DATA PROVIDED Start Marker

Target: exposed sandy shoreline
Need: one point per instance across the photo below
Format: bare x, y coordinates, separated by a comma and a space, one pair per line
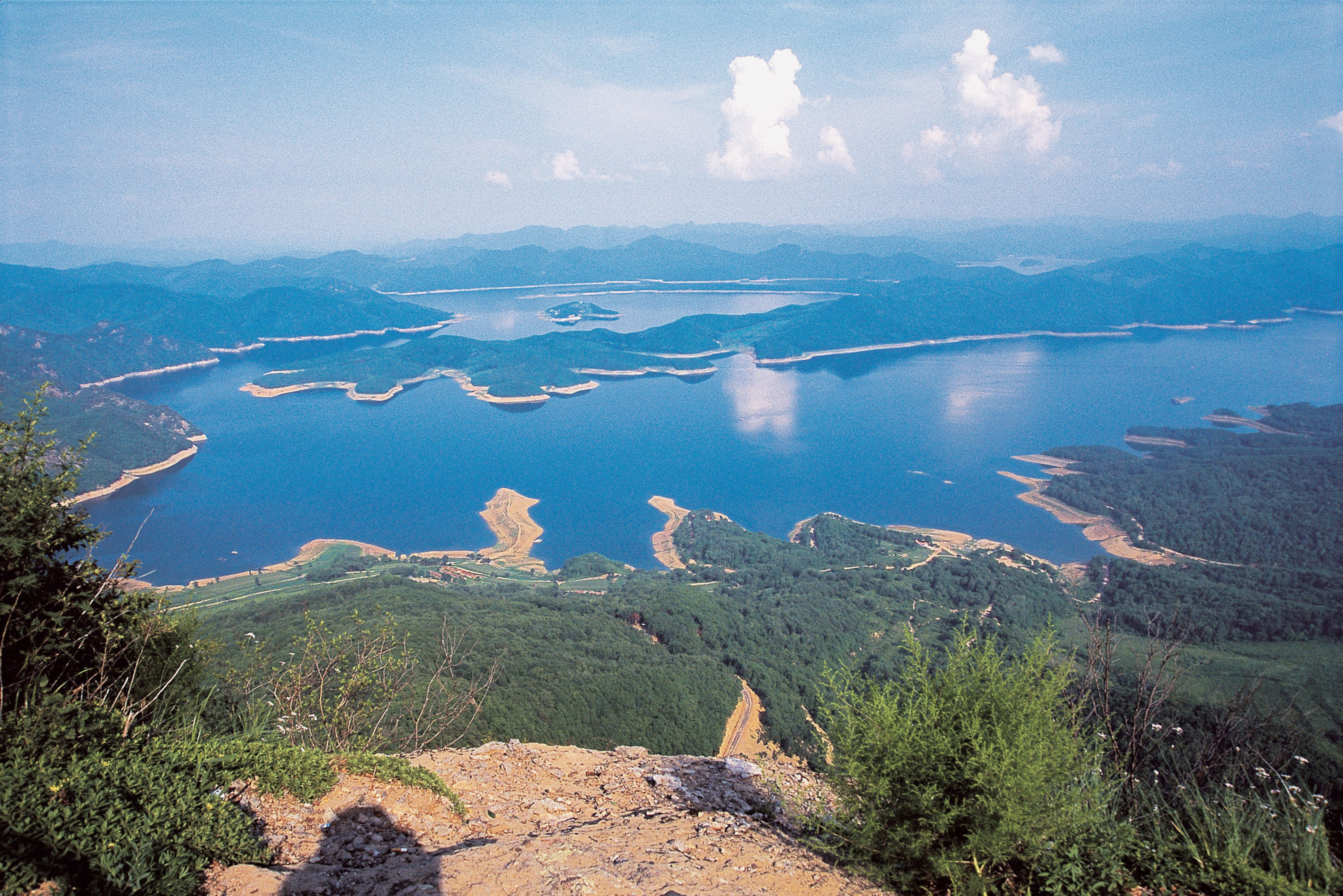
359, 332
507, 515
808, 356
131, 476
641, 371
1096, 529
1157, 441
571, 390
465, 382
154, 372
1241, 421
240, 350
462, 379
663, 546
1251, 324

DATA PROVIDED End Marker

▸ **BRIEF**
Please return only the lines running from the line with "Format: bare x, y" to the final line of the data, both included, exactly and without any pictures.

▸ **TASK RESPONSE**
Format: bare x, y coordinates, separated by a comma and a space, one pair per line
359, 332
507, 515
808, 356
131, 476
641, 371
1096, 529
1157, 441
571, 390
465, 382
154, 372
1241, 421
240, 350
462, 379
663, 546
1251, 324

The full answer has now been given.